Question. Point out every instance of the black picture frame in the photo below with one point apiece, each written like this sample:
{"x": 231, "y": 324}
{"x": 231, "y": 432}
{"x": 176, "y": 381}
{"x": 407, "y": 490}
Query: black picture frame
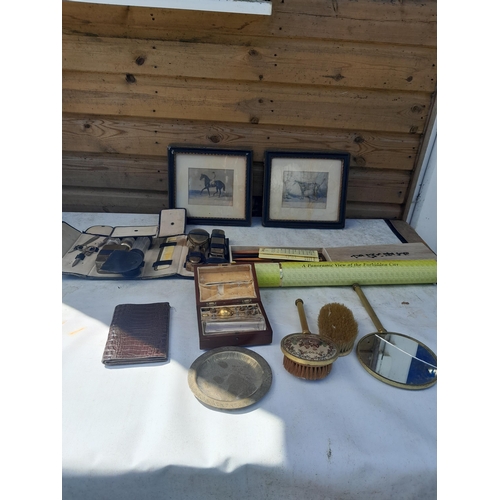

# # #

Copy every line of the records above word for word, omitting any pictures from your copy.

● SOLUTION TO THE EXERCISE
Question. Point out every instance of the black picture frame in the photo below with one point apiece, each written like this sample:
{"x": 231, "y": 324}
{"x": 231, "y": 432}
{"x": 176, "y": 381}
{"x": 407, "y": 490}
Query: black picture frame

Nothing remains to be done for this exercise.